------ WORKING DATA ------

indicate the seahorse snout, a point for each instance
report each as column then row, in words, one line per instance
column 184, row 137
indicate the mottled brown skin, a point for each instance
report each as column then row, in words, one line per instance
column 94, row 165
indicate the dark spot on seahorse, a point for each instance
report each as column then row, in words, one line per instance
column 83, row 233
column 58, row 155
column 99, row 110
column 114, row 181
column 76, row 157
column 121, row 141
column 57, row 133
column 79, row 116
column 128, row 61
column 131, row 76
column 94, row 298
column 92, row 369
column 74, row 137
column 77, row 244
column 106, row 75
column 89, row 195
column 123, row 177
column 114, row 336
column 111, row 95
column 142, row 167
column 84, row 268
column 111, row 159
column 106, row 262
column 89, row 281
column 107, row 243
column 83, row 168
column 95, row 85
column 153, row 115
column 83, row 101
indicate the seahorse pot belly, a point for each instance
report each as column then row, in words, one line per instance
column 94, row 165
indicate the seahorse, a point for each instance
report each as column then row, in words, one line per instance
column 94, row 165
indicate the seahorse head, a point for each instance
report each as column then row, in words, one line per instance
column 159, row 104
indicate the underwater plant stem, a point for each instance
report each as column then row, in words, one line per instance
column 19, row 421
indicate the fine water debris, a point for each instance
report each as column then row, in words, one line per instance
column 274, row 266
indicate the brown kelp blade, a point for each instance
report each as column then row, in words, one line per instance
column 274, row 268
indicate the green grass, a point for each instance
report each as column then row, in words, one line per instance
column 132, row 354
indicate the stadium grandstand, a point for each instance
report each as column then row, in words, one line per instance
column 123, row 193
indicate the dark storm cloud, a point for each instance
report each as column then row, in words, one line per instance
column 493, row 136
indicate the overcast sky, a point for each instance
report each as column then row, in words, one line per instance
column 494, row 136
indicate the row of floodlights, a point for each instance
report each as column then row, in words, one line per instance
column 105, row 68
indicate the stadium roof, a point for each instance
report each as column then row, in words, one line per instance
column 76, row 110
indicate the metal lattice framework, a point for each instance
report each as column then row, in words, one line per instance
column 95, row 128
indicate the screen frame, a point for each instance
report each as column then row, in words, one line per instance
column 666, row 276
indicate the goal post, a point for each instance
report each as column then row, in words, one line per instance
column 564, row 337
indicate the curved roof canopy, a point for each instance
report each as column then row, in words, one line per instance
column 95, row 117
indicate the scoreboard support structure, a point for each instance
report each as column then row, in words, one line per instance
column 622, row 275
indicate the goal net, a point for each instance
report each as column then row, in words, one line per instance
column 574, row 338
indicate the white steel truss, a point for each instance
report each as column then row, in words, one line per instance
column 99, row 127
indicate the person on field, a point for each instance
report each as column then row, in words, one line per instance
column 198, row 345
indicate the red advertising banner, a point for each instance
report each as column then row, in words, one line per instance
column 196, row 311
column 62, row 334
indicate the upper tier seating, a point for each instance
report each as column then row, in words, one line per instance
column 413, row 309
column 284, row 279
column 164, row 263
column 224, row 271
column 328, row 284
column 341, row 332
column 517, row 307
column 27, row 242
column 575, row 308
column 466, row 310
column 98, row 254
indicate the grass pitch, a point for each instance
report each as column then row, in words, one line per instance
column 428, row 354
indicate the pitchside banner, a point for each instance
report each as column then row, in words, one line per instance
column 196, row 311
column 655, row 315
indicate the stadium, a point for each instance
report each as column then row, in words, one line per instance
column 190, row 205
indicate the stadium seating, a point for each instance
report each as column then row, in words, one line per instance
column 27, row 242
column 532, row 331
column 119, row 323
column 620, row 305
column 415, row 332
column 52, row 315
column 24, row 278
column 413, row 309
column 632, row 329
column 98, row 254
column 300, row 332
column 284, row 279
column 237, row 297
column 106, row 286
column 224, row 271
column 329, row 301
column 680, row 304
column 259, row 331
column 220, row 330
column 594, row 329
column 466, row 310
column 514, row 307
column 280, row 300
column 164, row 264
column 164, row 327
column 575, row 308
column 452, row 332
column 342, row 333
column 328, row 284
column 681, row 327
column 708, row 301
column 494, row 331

------

§ **REQUIREMENTS**:
Format the stretch of the material from the line containing "indicate the grass" through the end of the material as a numbered list, omitting any blank lines.

§ **SOLVED PROBLEM**:
1. indicate the grass pitch, a point for each instance
2. report each as column then row, in words, one line per instance
3. column 428, row 354
4. indicate the pitchside banner, a point for each instance
5. report each as column then row, in words, one line per instance
6. column 196, row 311
7. column 655, row 315
8. indicate the stadium, a point for each instance
9. report each as column then row, in words, one line per instance
10. column 190, row 205
11. indicate the stadium seating, a point for each instance
12. report each as column then row, in words, one line per instance
13. column 27, row 242
14. column 532, row 331
15. column 119, row 323
16. column 620, row 305
17. column 415, row 332
18. column 52, row 315
19. column 24, row 278
20. column 413, row 309
21. column 632, row 329
22. column 98, row 254
23. column 300, row 332
24. column 284, row 279
25. column 237, row 297
26. column 106, row 286
27. column 224, row 271
28. column 329, row 301
29. column 680, row 304
30. column 259, row 331
31. column 220, row 330
32. column 594, row 329
33. column 466, row 310
34. column 514, row 307
35. column 280, row 300
36. column 164, row 264
37. column 164, row 327
38. column 575, row 308
39. column 452, row 332
40. column 342, row 333
41. column 328, row 284
42. column 681, row 327
43. column 708, row 301
44. column 494, row 331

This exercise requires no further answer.